§ **BRIEF**
Repeat the records below word for word, leaving out the pictures.

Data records
◆ ◆ ◆ ◆ ◆

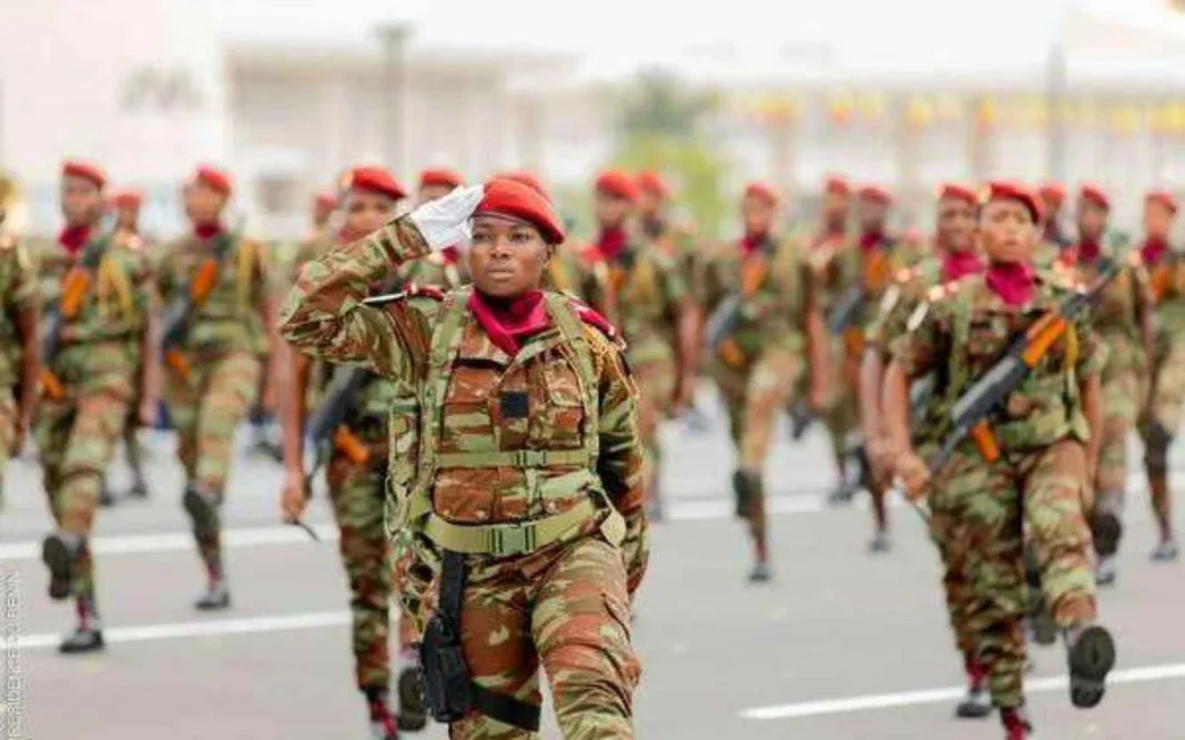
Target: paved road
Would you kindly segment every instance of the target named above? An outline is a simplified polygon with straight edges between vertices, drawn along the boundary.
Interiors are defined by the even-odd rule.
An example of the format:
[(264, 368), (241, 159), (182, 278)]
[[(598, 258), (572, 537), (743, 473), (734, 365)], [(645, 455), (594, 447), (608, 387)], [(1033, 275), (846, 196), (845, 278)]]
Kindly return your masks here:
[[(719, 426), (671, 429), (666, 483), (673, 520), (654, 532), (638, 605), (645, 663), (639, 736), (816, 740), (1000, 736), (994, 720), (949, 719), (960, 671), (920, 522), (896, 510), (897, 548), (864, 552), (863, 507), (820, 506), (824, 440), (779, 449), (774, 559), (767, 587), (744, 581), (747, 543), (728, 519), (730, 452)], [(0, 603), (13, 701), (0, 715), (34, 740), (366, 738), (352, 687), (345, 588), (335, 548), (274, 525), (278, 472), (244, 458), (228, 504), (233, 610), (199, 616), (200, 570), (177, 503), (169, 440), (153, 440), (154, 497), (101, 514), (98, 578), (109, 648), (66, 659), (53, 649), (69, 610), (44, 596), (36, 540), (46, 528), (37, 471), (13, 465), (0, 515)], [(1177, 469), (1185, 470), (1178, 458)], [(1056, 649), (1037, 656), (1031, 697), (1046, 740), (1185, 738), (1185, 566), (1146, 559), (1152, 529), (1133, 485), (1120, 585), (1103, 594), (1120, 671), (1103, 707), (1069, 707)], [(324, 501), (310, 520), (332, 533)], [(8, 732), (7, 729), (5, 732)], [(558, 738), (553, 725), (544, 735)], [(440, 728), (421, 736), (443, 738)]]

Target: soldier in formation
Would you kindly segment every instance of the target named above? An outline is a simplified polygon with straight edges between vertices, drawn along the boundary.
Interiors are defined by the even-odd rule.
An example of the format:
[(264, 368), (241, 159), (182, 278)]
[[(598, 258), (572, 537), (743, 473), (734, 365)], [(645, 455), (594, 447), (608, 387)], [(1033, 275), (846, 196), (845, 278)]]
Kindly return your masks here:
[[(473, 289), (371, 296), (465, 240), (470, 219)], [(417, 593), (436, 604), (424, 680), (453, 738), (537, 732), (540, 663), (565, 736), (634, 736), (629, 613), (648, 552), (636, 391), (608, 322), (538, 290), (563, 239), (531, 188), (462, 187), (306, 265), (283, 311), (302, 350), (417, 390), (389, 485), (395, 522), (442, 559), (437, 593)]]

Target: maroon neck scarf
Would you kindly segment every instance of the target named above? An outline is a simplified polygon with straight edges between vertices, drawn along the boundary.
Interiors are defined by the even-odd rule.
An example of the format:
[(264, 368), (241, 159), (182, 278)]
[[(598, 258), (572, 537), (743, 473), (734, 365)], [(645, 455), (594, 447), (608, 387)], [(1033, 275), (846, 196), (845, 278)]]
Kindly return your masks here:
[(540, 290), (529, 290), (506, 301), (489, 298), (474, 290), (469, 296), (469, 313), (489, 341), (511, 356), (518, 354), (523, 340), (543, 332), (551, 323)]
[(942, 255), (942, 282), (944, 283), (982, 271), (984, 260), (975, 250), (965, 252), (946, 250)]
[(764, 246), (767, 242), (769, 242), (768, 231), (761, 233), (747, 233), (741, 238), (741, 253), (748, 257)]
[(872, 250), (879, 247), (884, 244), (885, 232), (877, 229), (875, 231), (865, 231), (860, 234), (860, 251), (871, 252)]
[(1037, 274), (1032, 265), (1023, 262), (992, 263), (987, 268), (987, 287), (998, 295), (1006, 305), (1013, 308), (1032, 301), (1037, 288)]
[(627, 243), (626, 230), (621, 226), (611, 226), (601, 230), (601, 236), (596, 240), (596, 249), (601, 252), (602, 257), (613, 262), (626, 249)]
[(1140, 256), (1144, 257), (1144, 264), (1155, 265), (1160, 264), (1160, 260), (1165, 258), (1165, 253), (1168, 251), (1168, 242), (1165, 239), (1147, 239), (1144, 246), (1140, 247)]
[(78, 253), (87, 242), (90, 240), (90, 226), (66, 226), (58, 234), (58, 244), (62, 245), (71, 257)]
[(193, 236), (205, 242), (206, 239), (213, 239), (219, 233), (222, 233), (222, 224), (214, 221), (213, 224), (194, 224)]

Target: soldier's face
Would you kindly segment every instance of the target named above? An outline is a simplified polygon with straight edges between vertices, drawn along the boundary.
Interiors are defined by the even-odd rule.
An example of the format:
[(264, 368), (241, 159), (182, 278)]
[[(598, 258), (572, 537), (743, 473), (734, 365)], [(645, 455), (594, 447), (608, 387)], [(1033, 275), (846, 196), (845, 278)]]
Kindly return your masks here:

◆ ◆ ◆ ◆ ◆

§ **ANSWER TO THIS PROBLEM**
Target: paved road
Would you kindly segment every instance of the target named above? An outline is a simplified polygon with straight edges between vertices, drawn along the boundary.
Interiors are defined by the even-odd rule.
An example of the format:
[(264, 368), (241, 159), (182, 278)]
[[(598, 258), (572, 537), (743, 473), (734, 365)], [(645, 455), (594, 447), (608, 387)], [(1033, 275), (846, 196), (845, 278)]]
Kindly return your masks here:
[[(719, 426), (671, 429), (666, 483), (673, 520), (654, 532), (638, 605), (645, 663), (639, 736), (816, 740), (1000, 736), (994, 720), (949, 719), (960, 671), (920, 522), (896, 510), (897, 548), (864, 552), (863, 507), (820, 506), (824, 440), (779, 449), (774, 559), (767, 587), (744, 581), (747, 543), (728, 519), (730, 452)], [(0, 603), (13, 701), (0, 715), (34, 740), (366, 738), (352, 687), (345, 588), (335, 548), (274, 525), (278, 472), (244, 458), (228, 504), (233, 610), (199, 616), (200, 570), (177, 503), (169, 440), (153, 440), (154, 497), (101, 514), (98, 578), (109, 648), (66, 659), (53, 649), (69, 610), (44, 596), (36, 540), (46, 528), (37, 471), (13, 465), (0, 515)], [(1177, 469), (1185, 470), (1178, 458)], [(1056, 649), (1037, 656), (1031, 697), (1046, 740), (1185, 738), (1185, 566), (1146, 559), (1152, 529), (1133, 485), (1120, 585), (1103, 594), (1120, 671), (1103, 707), (1069, 707)], [(324, 501), (310, 520), (332, 533)], [(8, 732), (7, 729), (5, 732)], [(558, 738), (553, 725), (544, 735)], [(440, 728), (421, 736), (443, 738)]]

Target: soldier in formation
Would you kindly segment every instance of the target named above? An outline is a simplified polygon with straight edges between vertices, drawn along the boundary.
Interiors are defined by the even-odd rule.
An example of the format:
[(264, 368), (241, 159), (182, 278)]
[[(598, 258), (572, 537), (743, 473), (734, 365)], [(645, 455), (594, 447), (608, 387)], [(1033, 275), (846, 196), (845, 278)]]
Kindly return your masks here:
[[(473, 289), (371, 296), (465, 240), (470, 219)], [(417, 593), (436, 604), (424, 680), (453, 738), (537, 732), (540, 663), (565, 736), (634, 736), (629, 613), (648, 552), (636, 391), (608, 322), (538, 290), (563, 239), (531, 188), (462, 187), (306, 265), (283, 311), (302, 350), (417, 390), (389, 485), (395, 522), (442, 559), (437, 593)]]

Target: maroon neck scarf
Would you kindly segment every instance of the target named above? An outline is a simplified polygon with straight edges between vertices, drawn along the boundary.
Interiors are defined by the even-odd rule.
An example of the format:
[(264, 368), (241, 159), (182, 278)]
[[(598, 258), (572, 537), (743, 473), (734, 365)], [(645, 455), (594, 447), (608, 387)], [(1033, 275), (846, 196), (845, 278)]]
Kindly return your masks here:
[(540, 290), (529, 290), (506, 301), (489, 298), (474, 290), (469, 296), (469, 313), (489, 341), (511, 356), (518, 354), (523, 340), (543, 332), (551, 323)]
[(942, 255), (942, 282), (944, 283), (982, 271), (984, 260), (975, 250), (965, 252), (946, 250)]
[(764, 246), (767, 242), (769, 242), (768, 231), (761, 233), (747, 233), (741, 238), (741, 253), (748, 257)]
[(872, 250), (879, 247), (884, 244), (885, 232), (877, 229), (875, 231), (865, 231), (860, 234), (860, 251), (871, 252)]
[(1037, 274), (1032, 265), (1023, 262), (992, 263), (987, 268), (987, 287), (998, 295), (1006, 305), (1013, 308), (1032, 301), (1037, 288)]
[(627, 243), (626, 230), (621, 226), (611, 226), (601, 230), (601, 236), (596, 240), (596, 249), (601, 252), (602, 257), (613, 262), (626, 249)]
[(1140, 256), (1144, 257), (1144, 264), (1155, 265), (1160, 264), (1160, 260), (1165, 258), (1165, 253), (1168, 251), (1168, 242), (1165, 239), (1147, 239), (1144, 246), (1140, 247)]
[(78, 253), (87, 242), (90, 240), (90, 226), (66, 226), (58, 234), (58, 244), (62, 245), (71, 257)]
[(193, 236), (205, 242), (206, 239), (213, 239), (219, 233), (222, 233), (222, 224), (214, 221), (213, 224), (194, 224)]

Target: soldier's face
Would you kindly segment every instance of the target named above? An outline is a simplified polygon with straight edges between vertices, drawn along the boundary.
Interiors are defined by the even-odd rule.
An example of the format:
[(264, 368), (241, 159), (182, 278)]
[[(598, 258), (572, 537), (743, 473), (734, 365)], [(645, 455), (594, 447), (608, 387)], [(1033, 275), (846, 196), (845, 278)]]
Kindly return your masks here:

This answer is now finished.